+++ Extrait du document
Plusieurs sociétés savantes comptent B. van de Walle parmi leurs adhérents. En 1926, il devient membre de l’Académie royale d’Archéologie de Belgique. Dès 1953, il est membre associé de l’Institut d’Égypte, société savante formée par Napoléon Bonaparte lors de l’Expédition française en Égypte. L’intérieur du bâtiment, qui contenait près de 200 000 ouvrages relatifs à l’histoire et à la géographie de l’Égypte ainsi que les documents administratifs liés à la présence française en Égypte, a entièrement brûlé lors des manifestations du Caire en 2011. Dès 1965, B. van de Walle devient membre correspondant du Deutsches Archäologisches Institut Kairo, qui a été créé en 1907. De 1947 à 1988, il fait partie du Conseil d’administration de la Fondation Égyptologique Reine Élisabeth (aujourd’hui AERE sise aux Musées royaux d’Art et d’Histoire de Bruxelles).

Ses échanges épistolaires témoignent qu’il a été en relation avec les égyptologues du monde entier et en particulier avec les égyptologues français de son temps. Un dossier manuscrit inédit de la Bibliothèque d’Antiquité des Musées royaux d’Art et d’Histoire de Bruxelles témoigne de ces contacts. Rappelons la création du contexte de ce dossier. Alors qu’il est conservateur de la section égyptienne du Musée du Cinquantenaire, J. Capart entreprend, dès 1932-1933, de rassembler l’intégralité de la copie de la correspondance d’Auguste Mariette pour la bibliothèque égyptologique qu’il constitue. En 1937, l’abondance des documents collectés amène J. Capart à suggérer à Marie Weynants-Ronday (1895-1951) de préparer l’édition intégrale de la correspondance de l’égyptologue français à partir de ce qui est déjà publié et ce qui est rassemblé à Bruxelles. Au fil des années, la documentation s’étoffe. En 1949, Marie entreprend de composer son manuscrit où les lettres sont groupées par chapitre et encadrée d’un commentaire. Alors qu’elle est arrivée à la période de 1878 dans la carrière de Mariette, M. Weynants-Ronday tombe malade et meurt. Son mari demande à B. van de Walle de mettre au point la suite du travail laissé inachevé. Il s’attèle à la tâche mais, en 1972, finit par y renoncer à la suite de l’opposition de plusieurs égyptologues français en poste à Paris. Le dossier, déposé à la Bibliothèque d’Antiquité, comporte d’innombrables notes témoignant de son érudition et les copies de lettres manifestant la courtoisie des échanges avec les collègues français.

B. van de Walle a consacré l’intégralité de sa vie et de sa carrière à l’enseignement, aux conférences et aux publications scientifiques en égyptologie. Sa bibliographie est très longue. Proche collaborateur de J. Capart, le flamboyant, il est sans doute resté dans l’ombre médiatique de ce dernier. Pour l’avoir connu au cours des dernières années de sa vie, il ne me semble pas qu’il en ait été affecté dans la mesure où il apparaît avoir toujours préféré, pour sa part, la retraite studieuse, les échanges épistolaires et savants avec des collègues égyptologues du monde entier. Il a apporté une contribution exceptionnelle à l’histoire de l’égyptologie belge par ses publications et ce qui a pu être conservé de ses archives.
++++++
Consigne: Recopiez sans rien changer le passage de l'extrait sur B. van de Walle qui va de « B. van de Walle a » jusqu'à « de ses archives. » inclus.
+++ Données fournies
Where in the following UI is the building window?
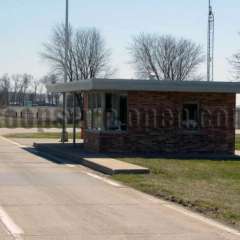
++++++
Résultat obtenu:
B. van de Walle a consacré l’intégralité de sa vie et de sa carrière à l’enseignement, aux conférences et aux publications scientifiques en égyptologie. Sa bibliographie est très longue. Proche collaborateur de J. Capart, le flamboyant, il est sans doute resté dans l’ombre médiatique de ce dernier. Pour l’avoir connu au cours des dernières années de sa vie, il ne me semble pas qu’il en ait été affecté dans la mesure où il apparaît avoir toujours préféré, pour sa part, la retraite studieuse, les échanges épistolaires et savants avec des collègues égyptologues du monde entier. Il a apporté une contribution exceptionnelle à l’histoire de l’égyptologie belge par ses publications et ce qui a pu être conservé de ses archives.